*PASSAGE SHOWN*

Because of the popularity, and therefor the large community, behind Python, there are many packages available for geoscripting, data wrangling, visualization, machine learning and for almost everything else. Additionally, there is a giant community present at for example stackoverflow where you can find help if you are stuck. Also, since there is so many python code online, generative AI is relatively good at writing Python. Be careful though, a lot of the code is not written for spatial data analysis, so large language models might behave strangely.
Relevant packages for this course are for example:
- Geoscripting
- GeoPandas (Vector Processing)
- Rasterio (Raster Processing)
- GDAL/OGR (Vector and Raster Processing)
- QGIS plugins (Open Source GIS)
- ArcPy (Propietary GIS)
- Data Handling
- Pandas (Dataframes and Data Analysis)
- NumPy (Scientific Computing)
- Visualization
- Matplotlib (General Graphics)
- Seaborn (Statistical Graphics)
- Folium (Interactive Maps)
- Machine Learning
- scikit-learn (Machine Learning)
- Keras + TensorFlow (Deep Learning)
- PyTorch (Deep Learning)
Python package management with Conda
The high availability of packages is also a threat sometimes. Packages also make use of code and functionality from other packages. We call this dependancy. If a piece of software is developed depending on a package, but this packages changes later on, the initial piece of software not work anymore. Different packages require different dependencies that they are built upon. It is important to make sure all these dependencies are working together and that the right versions of the dependencies are used. Luckily, a set of tools exist for installing and managing Python packages. It is possible to install packages on your main Python installation (This main python is called the base python interpreter), but sooner or later you will get conflicting Python packages since packages have varying dependencies and you might have installed several versions of the same package. It can even break your system Python interpreter.
Therefor, we strongly recommend to use a Python package manager that uses of virtual environments. This way, you can create a separate environment on your machine for each project. In these environments, any dependency of the project, such as python packages, other software or C libraries can be installed. We will use them here for installing Python packages. Packages installed in one environment do not interfere with your base Python or with other environments. Additionally, it is possible to export and share a complete list of the requirements for your (open source) project with collaborators or users of your code. In this way, collaborators can install the dependencies and start working with your code right away, instead of struggling with dependecies first (this is called Dependency Hell.

*RECORDED INFORMATION*

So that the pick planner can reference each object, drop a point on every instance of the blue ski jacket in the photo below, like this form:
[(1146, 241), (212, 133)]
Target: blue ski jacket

*YOUR TASKS*
1. In the Python passage, what is the main Python installation called?
2. Return the portion of the Python passage starting at "- QGIS plugins" and ending at "Matplotlib (General Graphics)".
3. Condense the paragraph of the Python passage that opens with "The high availability of packages" into a short list of its main points.
The data has no connection to the Python passage.

*SOLUTIONS BELOW*
1. The base python interpreter.

2.
- QGIS plugins (Open Source GIS)
- ArcPy (Propietary GIS)
- Data Handling
- Pandas (Dataframes and Data Analysis)
- NumPy (Scientific Computing)
- Visualization
- Matplotlib (General Graphics)

3.
- The large number of packages can sometimes be a threat.
- Packages use code and functionality from other packages, which is called dependency.
- If a package that software depends on changes later, that software may stop working.
- Different packages need different dependencies, and these must work together in the right versions.
- Tools exist for installing and managing Python packages.
- Installing packages on the base Python interpreter eventually leads to conflicts from varying dependencies and multiple versions of the same package, and it can even break the system Python interpreter.